:: Problem to work on ::
Identify every line in the data below that contains the word "panel" and copy each one. Case matters.

[Excerpts from a point labeling dataset]
* * * * * * * * *

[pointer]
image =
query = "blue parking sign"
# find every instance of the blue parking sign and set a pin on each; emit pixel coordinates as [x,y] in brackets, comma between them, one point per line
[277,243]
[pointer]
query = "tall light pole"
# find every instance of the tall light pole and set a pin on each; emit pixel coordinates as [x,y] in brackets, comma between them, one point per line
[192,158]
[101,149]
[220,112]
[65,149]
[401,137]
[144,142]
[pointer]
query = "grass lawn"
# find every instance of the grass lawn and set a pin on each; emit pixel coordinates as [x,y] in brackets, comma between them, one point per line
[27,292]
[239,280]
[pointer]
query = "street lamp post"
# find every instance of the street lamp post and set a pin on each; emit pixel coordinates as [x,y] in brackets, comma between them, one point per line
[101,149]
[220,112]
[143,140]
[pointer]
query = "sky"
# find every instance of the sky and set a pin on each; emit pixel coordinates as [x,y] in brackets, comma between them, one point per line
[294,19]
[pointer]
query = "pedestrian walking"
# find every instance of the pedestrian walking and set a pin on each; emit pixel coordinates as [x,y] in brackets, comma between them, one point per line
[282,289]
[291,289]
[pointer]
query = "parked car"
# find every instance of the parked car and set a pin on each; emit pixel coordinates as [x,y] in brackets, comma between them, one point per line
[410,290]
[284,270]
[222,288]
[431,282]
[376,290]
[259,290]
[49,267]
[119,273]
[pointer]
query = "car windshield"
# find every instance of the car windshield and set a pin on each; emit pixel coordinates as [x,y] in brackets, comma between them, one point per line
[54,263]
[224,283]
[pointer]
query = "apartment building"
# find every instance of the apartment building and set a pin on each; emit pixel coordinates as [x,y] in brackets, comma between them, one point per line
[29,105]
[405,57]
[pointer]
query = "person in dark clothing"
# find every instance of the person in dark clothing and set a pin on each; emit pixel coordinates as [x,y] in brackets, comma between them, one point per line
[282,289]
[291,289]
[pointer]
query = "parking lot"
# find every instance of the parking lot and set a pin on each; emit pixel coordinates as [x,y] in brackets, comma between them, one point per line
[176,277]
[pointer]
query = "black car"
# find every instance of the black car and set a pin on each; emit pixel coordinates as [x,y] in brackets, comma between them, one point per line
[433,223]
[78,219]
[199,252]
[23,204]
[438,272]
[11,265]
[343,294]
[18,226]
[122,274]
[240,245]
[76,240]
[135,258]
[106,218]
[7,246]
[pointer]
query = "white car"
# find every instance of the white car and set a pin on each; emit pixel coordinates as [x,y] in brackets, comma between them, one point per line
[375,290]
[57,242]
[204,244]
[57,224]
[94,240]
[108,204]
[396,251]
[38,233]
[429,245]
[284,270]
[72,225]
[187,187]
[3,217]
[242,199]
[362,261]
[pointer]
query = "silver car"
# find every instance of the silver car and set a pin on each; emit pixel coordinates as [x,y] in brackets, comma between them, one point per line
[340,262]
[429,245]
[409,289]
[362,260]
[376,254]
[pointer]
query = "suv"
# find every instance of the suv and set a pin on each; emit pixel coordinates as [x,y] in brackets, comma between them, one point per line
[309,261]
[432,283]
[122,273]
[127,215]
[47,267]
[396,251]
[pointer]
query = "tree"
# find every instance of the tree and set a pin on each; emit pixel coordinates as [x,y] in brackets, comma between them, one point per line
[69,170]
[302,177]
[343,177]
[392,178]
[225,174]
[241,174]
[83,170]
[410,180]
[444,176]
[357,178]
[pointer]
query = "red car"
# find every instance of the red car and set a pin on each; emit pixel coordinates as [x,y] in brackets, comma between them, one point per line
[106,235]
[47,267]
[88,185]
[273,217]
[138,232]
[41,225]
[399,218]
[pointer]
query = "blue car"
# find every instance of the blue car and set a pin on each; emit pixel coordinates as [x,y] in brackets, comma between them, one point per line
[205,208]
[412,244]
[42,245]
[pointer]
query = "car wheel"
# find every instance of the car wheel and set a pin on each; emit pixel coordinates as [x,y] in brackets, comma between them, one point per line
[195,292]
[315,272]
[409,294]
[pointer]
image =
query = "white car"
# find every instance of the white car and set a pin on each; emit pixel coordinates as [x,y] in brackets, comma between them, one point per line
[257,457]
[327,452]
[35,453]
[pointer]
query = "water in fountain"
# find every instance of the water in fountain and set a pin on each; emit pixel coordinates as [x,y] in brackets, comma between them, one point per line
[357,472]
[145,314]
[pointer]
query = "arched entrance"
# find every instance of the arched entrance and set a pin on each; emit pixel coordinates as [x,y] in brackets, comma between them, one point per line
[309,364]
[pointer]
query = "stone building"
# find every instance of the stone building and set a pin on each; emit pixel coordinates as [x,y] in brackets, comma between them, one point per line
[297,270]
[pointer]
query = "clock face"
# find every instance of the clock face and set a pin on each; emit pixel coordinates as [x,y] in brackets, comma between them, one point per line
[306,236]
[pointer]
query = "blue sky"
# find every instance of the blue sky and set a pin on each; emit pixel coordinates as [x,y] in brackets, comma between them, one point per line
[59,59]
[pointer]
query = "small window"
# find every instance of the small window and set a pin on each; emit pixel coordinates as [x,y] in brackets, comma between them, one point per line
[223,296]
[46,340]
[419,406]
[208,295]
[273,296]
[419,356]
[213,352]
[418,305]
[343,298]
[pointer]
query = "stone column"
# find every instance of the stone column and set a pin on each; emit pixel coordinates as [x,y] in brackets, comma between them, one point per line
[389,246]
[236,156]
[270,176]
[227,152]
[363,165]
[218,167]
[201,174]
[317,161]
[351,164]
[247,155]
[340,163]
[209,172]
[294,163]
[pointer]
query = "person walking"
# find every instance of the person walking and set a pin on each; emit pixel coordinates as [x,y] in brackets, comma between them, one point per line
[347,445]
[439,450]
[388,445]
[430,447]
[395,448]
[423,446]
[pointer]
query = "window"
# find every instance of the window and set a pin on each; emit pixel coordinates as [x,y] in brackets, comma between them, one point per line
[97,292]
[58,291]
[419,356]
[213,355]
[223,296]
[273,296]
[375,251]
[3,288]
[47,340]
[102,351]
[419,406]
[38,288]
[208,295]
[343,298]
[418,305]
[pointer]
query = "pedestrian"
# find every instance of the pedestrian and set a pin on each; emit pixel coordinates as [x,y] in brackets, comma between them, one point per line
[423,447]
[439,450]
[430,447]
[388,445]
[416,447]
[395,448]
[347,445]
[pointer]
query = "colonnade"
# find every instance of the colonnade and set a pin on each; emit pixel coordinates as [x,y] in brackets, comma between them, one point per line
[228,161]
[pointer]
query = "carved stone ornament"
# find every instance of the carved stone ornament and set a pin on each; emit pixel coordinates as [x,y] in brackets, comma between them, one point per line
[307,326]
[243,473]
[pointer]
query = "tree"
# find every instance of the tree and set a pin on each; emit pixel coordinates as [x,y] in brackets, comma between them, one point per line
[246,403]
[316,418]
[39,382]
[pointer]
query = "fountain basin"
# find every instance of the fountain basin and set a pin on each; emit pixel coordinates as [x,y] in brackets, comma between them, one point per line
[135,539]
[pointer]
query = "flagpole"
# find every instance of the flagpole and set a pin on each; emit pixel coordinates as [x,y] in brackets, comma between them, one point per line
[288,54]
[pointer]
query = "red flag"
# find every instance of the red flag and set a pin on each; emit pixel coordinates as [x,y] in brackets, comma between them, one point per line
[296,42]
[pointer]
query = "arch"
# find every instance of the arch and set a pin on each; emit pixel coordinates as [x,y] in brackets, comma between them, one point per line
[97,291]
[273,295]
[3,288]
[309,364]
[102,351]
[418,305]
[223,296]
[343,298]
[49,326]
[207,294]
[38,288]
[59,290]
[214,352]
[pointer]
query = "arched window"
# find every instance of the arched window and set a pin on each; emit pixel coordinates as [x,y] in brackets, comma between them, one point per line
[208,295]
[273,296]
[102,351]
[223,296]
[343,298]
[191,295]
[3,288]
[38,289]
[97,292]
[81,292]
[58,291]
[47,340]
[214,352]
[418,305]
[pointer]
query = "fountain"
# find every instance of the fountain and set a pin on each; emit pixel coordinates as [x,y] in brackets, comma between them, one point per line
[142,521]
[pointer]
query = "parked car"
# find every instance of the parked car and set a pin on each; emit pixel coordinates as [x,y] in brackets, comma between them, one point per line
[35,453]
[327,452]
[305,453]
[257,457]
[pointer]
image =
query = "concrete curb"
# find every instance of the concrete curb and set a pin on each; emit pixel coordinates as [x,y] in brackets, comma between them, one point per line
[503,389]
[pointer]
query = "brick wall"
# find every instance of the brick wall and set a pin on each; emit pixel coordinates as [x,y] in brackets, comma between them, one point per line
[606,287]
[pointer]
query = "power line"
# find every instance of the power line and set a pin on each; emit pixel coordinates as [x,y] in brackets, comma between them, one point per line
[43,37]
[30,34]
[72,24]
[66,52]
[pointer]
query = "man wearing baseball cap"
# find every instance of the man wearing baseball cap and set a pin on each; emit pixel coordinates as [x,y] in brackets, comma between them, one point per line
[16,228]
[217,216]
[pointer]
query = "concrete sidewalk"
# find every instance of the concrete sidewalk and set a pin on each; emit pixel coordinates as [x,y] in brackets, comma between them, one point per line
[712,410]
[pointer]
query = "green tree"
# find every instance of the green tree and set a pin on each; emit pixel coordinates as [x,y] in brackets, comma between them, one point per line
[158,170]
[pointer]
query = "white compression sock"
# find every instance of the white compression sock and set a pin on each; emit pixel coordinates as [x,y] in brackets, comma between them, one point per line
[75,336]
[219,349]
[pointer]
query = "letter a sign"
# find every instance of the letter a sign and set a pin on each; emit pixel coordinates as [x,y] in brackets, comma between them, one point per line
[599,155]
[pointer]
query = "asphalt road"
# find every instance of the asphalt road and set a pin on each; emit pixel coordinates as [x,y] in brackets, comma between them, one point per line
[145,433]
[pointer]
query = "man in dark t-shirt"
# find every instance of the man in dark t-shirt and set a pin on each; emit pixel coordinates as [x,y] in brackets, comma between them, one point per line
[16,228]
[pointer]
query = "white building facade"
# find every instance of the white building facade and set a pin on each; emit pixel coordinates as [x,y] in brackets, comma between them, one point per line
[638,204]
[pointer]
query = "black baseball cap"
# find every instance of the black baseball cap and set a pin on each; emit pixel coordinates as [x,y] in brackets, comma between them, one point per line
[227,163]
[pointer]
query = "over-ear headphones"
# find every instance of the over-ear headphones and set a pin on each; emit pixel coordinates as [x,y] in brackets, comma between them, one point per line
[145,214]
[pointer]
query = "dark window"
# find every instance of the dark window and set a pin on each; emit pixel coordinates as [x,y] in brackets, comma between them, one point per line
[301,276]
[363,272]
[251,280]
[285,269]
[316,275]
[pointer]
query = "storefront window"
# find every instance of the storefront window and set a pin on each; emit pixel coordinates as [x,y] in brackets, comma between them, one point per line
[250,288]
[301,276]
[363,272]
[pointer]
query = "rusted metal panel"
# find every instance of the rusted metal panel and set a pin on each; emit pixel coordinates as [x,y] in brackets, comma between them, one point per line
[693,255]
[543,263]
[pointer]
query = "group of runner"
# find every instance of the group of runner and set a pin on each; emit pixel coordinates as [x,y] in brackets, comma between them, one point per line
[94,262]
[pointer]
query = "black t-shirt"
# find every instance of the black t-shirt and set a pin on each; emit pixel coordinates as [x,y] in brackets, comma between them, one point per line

* * * * * * * * *

:: Task result ::
query = "rusted metal panel"
# find every instance of the rusted metal panel and set a pin on each; emit pixel coordinates as [x,y] in brackets, comma between them, one point per line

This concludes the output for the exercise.